— START OF WORKING DATA —
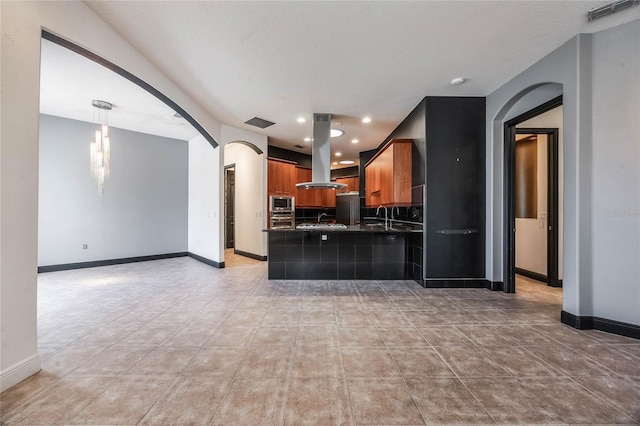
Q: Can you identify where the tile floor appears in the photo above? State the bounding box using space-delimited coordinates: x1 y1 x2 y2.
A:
0 251 640 425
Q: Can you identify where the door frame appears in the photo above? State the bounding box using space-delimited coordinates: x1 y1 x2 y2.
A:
503 96 562 293
224 163 236 250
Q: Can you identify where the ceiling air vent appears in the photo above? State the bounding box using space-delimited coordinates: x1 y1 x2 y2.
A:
244 117 276 129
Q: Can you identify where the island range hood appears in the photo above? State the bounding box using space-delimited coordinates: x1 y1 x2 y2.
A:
296 114 347 189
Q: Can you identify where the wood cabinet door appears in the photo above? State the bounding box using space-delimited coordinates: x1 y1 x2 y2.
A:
267 159 297 196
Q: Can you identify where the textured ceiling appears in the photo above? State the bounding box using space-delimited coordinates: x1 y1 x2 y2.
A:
43 0 640 167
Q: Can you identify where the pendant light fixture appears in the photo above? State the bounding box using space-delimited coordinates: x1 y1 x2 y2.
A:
91 100 112 194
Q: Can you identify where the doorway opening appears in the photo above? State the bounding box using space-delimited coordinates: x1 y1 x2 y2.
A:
504 96 562 293
224 164 236 249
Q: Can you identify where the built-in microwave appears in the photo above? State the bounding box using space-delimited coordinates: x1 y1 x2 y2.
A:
269 195 295 212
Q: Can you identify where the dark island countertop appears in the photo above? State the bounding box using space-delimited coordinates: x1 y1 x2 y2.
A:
264 222 422 234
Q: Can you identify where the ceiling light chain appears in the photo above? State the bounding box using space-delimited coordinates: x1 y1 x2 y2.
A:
91 100 113 194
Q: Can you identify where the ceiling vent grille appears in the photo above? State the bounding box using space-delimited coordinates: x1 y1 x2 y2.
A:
244 117 276 129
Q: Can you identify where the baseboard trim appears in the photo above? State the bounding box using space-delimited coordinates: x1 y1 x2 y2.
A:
233 249 267 261
514 268 549 284
484 280 504 291
0 354 42 392
560 311 640 339
422 278 485 288
38 252 187 273
187 251 224 269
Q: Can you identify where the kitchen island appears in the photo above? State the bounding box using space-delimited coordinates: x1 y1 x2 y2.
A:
268 223 422 281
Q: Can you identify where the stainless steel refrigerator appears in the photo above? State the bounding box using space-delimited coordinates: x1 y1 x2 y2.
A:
336 191 360 225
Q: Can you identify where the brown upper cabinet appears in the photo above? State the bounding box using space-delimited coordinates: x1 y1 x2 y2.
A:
336 176 360 192
296 167 322 208
267 158 297 196
364 139 413 207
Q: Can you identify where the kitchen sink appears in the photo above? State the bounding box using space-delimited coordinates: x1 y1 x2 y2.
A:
296 222 347 229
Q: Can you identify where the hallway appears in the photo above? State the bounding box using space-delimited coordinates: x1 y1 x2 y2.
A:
0 254 640 425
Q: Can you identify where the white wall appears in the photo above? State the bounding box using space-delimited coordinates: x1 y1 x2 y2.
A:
221 125 267 256
188 136 224 263
38 115 188 266
487 20 640 324
590 20 640 324
516 134 548 275
0 1 220 390
516 106 564 279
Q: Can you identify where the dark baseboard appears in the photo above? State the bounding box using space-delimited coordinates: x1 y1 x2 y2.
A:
420 278 485 288
233 249 267 260
187 251 224 269
38 252 187 273
514 268 549 284
484 280 504 291
560 311 640 339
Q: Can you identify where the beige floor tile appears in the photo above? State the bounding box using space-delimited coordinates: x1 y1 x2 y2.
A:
291 346 344 378
338 327 384 346
407 378 494 425
348 378 424 425
462 377 564 424
5 255 640 425
284 377 353 426
378 327 430 346
389 347 454 379
0 370 60 419
419 325 474 346
521 377 633 424
483 346 558 377
342 346 400 377
2 377 113 425
205 324 258 347
182 348 247 377
127 346 198 377
71 346 153 377
212 377 287 426
574 375 640 422
262 308 300 326
436 346 510 377
139 376 231 426
296 325 338 346
118 324 180 346
251 326 298 346
42 344 107 377
68 376 175 425
299 308 336 325
236 345 294 377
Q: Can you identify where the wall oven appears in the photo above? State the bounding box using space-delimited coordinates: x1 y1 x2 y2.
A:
269 195 296 229
269 195 295 212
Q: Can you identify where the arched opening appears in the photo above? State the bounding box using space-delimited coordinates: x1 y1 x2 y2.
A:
493 83 563 293
223 140 267 267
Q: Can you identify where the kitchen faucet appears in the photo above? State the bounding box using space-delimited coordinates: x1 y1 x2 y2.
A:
391 207 400 221
376 204 388 229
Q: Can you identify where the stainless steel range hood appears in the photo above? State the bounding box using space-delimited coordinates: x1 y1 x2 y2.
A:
296 114 347 189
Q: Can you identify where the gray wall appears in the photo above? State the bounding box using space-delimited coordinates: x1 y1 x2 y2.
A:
591 20 640 324
38 115 188 266
487 20 640 324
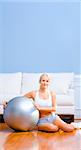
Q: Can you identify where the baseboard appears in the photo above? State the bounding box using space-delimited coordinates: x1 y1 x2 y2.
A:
0 114 4 123
0 114 74 123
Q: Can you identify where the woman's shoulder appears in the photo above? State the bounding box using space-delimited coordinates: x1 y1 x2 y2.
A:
24 91 37 99
50 91 56 97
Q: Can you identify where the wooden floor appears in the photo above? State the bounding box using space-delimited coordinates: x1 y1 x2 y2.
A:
0 123 81 150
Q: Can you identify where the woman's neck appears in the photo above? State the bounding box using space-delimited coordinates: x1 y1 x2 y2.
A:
39 88 48 93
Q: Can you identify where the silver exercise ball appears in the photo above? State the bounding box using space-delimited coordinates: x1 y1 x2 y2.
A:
3 96 39 131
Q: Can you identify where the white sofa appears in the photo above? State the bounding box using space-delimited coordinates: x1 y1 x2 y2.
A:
0 72 75 118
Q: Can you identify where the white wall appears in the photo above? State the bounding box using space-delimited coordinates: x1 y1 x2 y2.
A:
74 75 81 118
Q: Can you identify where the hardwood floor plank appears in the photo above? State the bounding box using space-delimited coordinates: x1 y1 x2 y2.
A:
0 123 81 150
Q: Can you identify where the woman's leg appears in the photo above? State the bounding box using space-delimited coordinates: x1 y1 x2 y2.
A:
54 116 74 132
38 123 59 132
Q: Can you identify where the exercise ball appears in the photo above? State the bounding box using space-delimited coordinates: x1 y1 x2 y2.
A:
3 96 39 131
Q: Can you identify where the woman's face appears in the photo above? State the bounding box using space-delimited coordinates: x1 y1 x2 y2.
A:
40 75 50 89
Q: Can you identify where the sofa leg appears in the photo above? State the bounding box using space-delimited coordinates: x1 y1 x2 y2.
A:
58 114 74 123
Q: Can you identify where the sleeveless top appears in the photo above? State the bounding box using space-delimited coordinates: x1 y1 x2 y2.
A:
35 91 52 107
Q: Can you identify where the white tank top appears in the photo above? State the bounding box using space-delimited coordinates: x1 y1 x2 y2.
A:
35 91 52 107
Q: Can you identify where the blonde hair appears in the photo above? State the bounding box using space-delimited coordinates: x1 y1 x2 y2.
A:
39 73 50 83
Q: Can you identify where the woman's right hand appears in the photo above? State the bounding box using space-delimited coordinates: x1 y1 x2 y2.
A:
3 101 8 109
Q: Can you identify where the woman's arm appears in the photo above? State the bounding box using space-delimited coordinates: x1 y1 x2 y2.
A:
24 91 36 100
36 92 56 112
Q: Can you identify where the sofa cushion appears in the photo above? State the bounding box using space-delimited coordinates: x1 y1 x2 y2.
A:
50 73 74 94
56 95 74 106
0 72 22 94
0 94 22 105
21 73 40 94
21 73 74 94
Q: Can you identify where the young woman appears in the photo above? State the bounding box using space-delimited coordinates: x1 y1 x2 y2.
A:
24 74 74 132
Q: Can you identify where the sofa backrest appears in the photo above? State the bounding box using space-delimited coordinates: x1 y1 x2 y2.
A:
21 73 74 94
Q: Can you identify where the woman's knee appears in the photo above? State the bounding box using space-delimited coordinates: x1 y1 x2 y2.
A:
38 124 59 132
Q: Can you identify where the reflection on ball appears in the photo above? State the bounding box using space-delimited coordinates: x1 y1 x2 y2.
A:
3 96 39 131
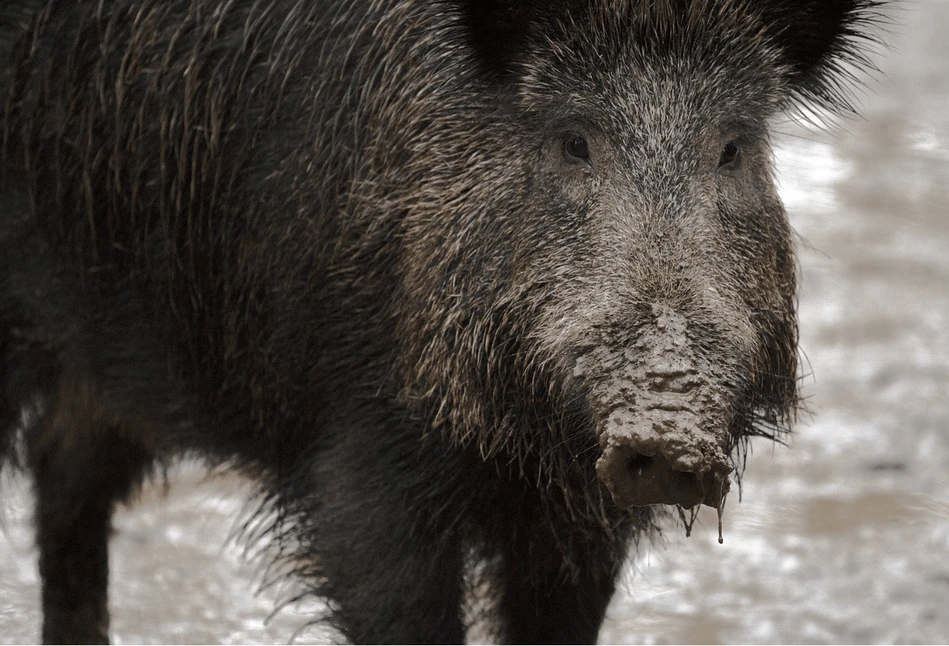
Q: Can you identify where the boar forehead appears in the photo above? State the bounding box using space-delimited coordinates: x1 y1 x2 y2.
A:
518 2 787 144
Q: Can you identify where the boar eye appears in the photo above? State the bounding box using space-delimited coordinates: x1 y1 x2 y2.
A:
718 141 739 168
563 135 591 167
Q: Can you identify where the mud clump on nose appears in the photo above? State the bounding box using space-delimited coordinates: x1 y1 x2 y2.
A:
596 442 731 509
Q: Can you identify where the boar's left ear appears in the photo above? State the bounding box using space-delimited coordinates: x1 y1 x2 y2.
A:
758 0 894 111
458 0 588 76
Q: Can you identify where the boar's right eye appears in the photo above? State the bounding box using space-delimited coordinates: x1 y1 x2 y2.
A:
563 134 593 168
718 141 740 168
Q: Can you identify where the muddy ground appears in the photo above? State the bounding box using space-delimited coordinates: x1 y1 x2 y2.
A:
0 0 949 643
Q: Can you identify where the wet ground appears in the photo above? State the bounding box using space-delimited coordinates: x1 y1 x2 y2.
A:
0 0 949 643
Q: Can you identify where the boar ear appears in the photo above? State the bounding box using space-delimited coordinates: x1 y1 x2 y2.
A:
759 0 892 112
460 0 588 76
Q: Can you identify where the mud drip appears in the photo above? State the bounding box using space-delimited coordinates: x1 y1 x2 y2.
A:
676 496 726 545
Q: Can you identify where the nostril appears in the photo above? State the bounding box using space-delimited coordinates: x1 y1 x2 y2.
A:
628 453 655 477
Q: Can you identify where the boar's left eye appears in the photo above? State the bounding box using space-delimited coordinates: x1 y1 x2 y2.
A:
718 141 740 168
563 134 592 167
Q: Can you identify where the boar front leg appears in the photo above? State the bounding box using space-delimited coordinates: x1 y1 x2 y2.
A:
27 378 152 644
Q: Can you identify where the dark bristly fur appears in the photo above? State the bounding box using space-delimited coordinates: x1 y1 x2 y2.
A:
0 0 883 643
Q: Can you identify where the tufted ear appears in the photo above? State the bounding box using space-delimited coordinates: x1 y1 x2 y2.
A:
753 0 893 111
460 0 588 76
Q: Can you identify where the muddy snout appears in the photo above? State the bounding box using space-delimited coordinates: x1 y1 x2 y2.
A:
596 442 731 508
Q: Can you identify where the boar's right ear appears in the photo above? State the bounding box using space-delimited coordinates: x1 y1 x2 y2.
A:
460 0 589 77
758 0 893 111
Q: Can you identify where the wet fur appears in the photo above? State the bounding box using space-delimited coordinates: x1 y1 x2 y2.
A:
0 0 879 642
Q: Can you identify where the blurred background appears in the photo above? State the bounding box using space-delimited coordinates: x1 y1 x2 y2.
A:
0 0 949 643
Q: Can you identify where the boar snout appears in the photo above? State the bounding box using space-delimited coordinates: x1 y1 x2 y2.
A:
596 367 732 508
596 444 731 508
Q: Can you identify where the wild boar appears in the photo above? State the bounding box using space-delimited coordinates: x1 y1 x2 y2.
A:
0 0 880 643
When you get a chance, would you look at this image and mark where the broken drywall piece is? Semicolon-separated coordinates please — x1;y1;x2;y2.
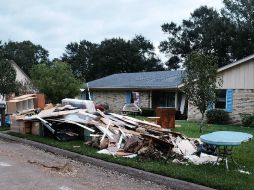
184;153;220;165
176;140;197;156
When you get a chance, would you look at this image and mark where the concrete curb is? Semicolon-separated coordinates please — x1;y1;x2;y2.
0;133;213;190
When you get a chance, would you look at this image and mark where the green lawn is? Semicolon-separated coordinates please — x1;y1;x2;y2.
3;121;254;190
0;127;10;131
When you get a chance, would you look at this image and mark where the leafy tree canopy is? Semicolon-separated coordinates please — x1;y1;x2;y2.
0;41;49;75
160;0;254;69
183;51;221;132
0;60;16;97
31;61;81;103
62;36;164;81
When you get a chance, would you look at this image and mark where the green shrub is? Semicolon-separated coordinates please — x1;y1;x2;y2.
141;108;154;117
206;109;229;124
240;113;254;127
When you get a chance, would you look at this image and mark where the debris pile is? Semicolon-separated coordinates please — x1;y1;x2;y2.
9;99;218;164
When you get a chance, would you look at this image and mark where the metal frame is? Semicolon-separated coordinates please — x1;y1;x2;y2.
215;145;239;170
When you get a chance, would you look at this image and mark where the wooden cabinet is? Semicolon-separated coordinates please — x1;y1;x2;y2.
156;107;176;128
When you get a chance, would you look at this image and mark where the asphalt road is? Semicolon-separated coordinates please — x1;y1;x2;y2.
0;140;166;190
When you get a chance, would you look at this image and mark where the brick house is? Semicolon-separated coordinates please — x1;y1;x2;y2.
84;70;185;113
188;55;254;123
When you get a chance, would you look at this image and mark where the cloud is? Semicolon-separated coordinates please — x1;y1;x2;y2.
0;0;222;59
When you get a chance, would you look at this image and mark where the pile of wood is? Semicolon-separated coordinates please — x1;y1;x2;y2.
21;105;198;159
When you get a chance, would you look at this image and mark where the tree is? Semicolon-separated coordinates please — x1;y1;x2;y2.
62;40;98;81
0;60;16;98
221;0;254;60
183;51;221;132
0;41;49;75
159;6;232;69
62;36;164;81
31;61;81;103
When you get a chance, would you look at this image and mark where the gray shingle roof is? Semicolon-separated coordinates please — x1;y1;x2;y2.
88;70;184;89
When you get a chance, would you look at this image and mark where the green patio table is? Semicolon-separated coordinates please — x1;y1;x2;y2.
200;131;253;170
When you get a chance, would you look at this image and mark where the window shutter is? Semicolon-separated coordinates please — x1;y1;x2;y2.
125;92;131;104
207;102;213;111
226;89;233;112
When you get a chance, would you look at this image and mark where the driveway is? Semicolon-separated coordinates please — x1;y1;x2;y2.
0;140;166;190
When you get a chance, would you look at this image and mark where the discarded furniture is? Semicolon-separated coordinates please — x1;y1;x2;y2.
200;131;253;170
147;117;160;124
62;98;96;113
156;107;176;129
6;94;45;114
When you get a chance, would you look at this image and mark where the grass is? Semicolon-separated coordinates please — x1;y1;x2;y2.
3;121;254;190
0;127;10;131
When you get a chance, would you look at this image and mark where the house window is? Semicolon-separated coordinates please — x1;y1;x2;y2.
215;90;226;109
126;92;140;106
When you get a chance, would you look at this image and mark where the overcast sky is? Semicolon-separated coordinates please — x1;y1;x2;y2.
0;0;222;59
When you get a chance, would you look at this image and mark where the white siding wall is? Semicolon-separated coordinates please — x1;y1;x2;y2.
220;60;254;89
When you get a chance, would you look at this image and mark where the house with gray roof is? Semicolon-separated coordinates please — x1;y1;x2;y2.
188;54;254;123
84;70;185;112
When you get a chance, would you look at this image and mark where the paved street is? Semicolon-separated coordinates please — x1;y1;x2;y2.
0;140;168;190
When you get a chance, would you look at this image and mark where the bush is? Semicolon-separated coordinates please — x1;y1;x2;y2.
240;113;254;127
206;109;229;124
141;108;154;117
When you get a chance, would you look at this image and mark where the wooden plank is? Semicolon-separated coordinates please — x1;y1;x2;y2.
118;116;161;128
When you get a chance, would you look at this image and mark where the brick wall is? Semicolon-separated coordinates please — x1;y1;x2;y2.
188;89;254;123
92;91;149;113
229;90;254;123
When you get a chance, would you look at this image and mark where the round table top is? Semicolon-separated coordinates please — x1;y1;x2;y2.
200;131;253;146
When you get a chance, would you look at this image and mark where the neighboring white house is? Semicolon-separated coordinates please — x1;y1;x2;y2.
188;54;254;123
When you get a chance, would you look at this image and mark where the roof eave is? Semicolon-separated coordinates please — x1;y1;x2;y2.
218;54;254;72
— END OF WORKING DATA —
▸ **AIM**
Copy the stretch of rows from the line containing "Q: Can you identify where the woman's right" through the line containing "3 101 8 109", reproducing every line in it verbatim.

▸ **EXPECTED ANSWER**
Q: Can you identify where the woman's right hand appears in the photo above? State the bounding box using space-delimited coordinates: x1 y1 x2 y2.
A:
3 101 8 109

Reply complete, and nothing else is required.